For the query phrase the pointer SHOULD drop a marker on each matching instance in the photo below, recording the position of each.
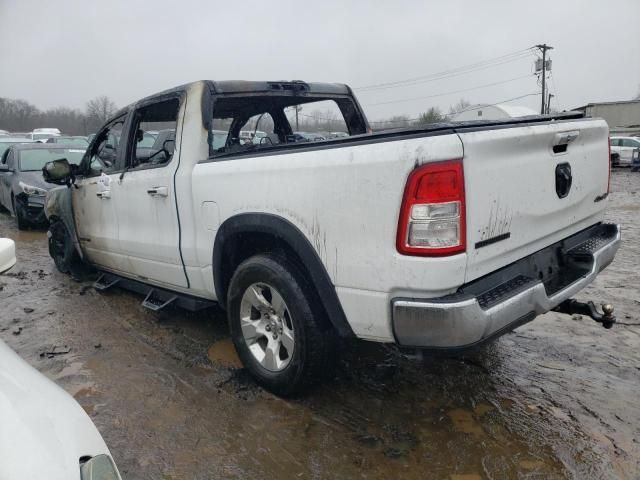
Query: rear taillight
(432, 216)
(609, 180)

==

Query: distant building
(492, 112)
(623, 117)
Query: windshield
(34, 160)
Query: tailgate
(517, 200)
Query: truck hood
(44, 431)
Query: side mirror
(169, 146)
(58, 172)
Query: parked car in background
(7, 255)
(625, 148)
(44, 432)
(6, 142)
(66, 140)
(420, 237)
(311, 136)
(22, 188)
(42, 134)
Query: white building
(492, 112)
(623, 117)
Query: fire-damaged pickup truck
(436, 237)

* * *

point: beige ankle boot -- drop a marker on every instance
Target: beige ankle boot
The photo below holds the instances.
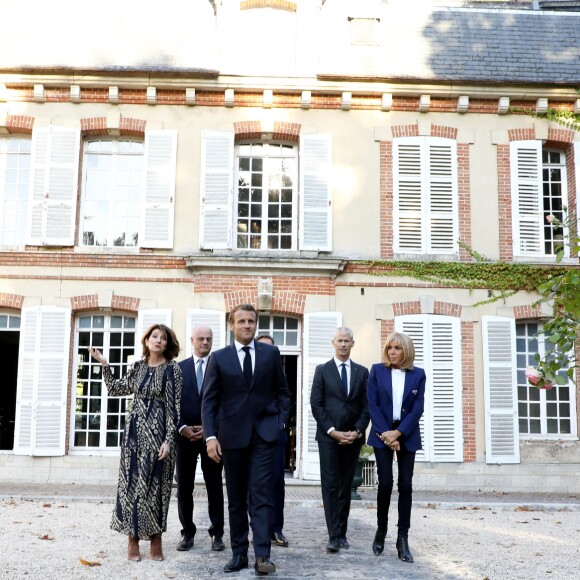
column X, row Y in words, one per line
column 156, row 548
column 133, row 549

EXERCISE
Collect the lines of the records that include the string "boot".

WORKED SOLUTION
point: beige ankle boot -- drop a marker on every instance
Target: beige ankle boot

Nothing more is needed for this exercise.